§ **WHAT IS BEING ASKED**:
Can you lay out every line of the rows below as a JSON list of strings, with one string per line and blank lines left out?

Point labeling examples:
★ ★ ★ ★ ★ ★ ★

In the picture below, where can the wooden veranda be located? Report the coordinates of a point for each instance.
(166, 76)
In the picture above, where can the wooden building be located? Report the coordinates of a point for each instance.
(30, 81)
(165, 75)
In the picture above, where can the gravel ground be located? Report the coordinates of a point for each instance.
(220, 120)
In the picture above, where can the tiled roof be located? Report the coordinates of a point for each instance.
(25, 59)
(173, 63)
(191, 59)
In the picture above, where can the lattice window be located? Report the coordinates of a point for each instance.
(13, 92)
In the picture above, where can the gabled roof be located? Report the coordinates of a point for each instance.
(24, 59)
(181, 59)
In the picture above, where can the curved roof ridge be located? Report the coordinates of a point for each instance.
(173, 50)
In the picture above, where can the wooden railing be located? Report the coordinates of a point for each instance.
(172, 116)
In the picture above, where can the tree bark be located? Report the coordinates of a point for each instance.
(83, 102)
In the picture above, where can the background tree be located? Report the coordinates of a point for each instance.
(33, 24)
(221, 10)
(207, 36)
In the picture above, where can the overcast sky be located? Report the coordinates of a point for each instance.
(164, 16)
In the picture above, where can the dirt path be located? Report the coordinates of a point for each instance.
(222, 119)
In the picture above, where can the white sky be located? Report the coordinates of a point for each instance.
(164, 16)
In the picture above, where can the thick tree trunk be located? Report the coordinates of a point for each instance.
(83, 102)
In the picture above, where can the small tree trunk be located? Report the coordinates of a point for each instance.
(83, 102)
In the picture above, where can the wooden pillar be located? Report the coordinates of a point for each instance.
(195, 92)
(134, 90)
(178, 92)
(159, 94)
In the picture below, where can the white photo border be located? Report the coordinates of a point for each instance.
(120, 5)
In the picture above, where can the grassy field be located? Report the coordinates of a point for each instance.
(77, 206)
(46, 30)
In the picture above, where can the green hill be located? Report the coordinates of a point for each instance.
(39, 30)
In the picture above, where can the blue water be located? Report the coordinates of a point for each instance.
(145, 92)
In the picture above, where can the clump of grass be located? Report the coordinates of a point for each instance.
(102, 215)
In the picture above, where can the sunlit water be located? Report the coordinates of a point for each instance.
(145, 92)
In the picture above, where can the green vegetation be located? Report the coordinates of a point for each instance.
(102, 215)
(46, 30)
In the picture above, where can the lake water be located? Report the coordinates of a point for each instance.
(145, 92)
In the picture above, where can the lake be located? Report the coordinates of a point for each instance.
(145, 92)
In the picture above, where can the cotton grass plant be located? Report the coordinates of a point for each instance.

★ ★ ★ ★ ★ ★ ★

§ **ANSWER IN FULL**:
[
  "In the picture below, where can the wooden veranda be located? Report the coordinates of a point for each instance.",
  "(166, 76)",
  "In the picture above, where can the wooden building be located? Report the coordinates of a point for each instance.",
  "(30, 81)",
  "(165, 75)",
  "In the picture above, where can the gravel ground be located? Report the coordinates of a point for each instance.",
  "(220, 120)",
  "In the picture above, where can the tiled roof be located? Report the coordinates of a point for each instance.",
  "(25, 59)",
  "(173, 63)",
  "(191, 59)",
  "In the picture above, where can the lattice window be located? Report the coordinates of a point for each instance.",
  "(13, 92)",
  "In the picture above, where can the gabled roof be located? Report the coordinates of a point for each instance.",
  "(24, 59)",
  "(181, 59)",
  "In the picture above, where can the curved roof ridge be located? Report the coordinates of a point for each instance.",
  "(173, 50)",
  "In the picture above, where can the wooden railing be located? Report the coordinates of a point for each instance.",
  "(172, 116)",
  "In the picture above, where can the tree bark be located? Report the coordinates of a point for each instance.",
  "(83, 102)",
  "In the picture above, where can the background tree be located? Report the coordinates of a point for each instance.",
  "(33, 24)",
  "(221, 10)",
  "(207, 36)",
  "In the picture above, where can the overcast sky be located? Report the coordinates of a point for each instance.",
  "(164, 16)",
  "In the picture above, where can the dirt path be located? Report the coordinates of a point for each instance.",
  "(222, 119)",
  "In the picture above, where can the white sky be located? Report the coordinates of a point for each instance.",
  "(164, 16)",
  "In the picture above, where can the thick tree trunk be located? Report the coordinates of a point for each instance.",
  "(83, 102)",
  "In the picture above, where can the small tree trunk be located? Report the coordinates of a point for each instance.",
  "(83, 102)",
  "In the picture above, where can the wooden pillar be located? Report the coordinates of a point for each instance.",
  "(195, 92)",
  "(134, 90)",
  "(178, 92)",
  "(159, 94)",
  "In the picture below, where can the white photo border be located? Report the coordinates of a point for each instance.",
  "(120, 5)",
  "In the picture above, where can the grassy field be located? Report the coordinates of a point for each instance.",
  "(77, 206)",
  "(46, 30)",
  "In the picture above, where can the green hill be located? Report the coordinates of a point for each instance.",
  "(39, 30)",
  "In the picture above, where can the blue water be located? Report the coordinates of a point for each instance.",
  "(145, 92)",
  "In the picture above, where can the clump of grass be located? Report the coordinates of a point for each instance.",
  "(102, 215)",
  "In the picture above, where can the sunlit water be located? Report the coordinates of a point for each instance.",
  "(145, 92)",
  "In the picture above, where can the green vegetation be located? Report the coordinates of a point for each instance.",
  "(102, 215)",
  "(46, 30)",
  "In the picture above, where can the lake water be located? Report the coordinates of a point for each instance.",
  "(145, 92)",
  "In the picture above, where can the lake be located? Report the coordinates of a point for each instance.",
  "(145, 92)",
  "In the picture above, where can the cotton grass plant be located? Report the coordinates of a point for each instance."
]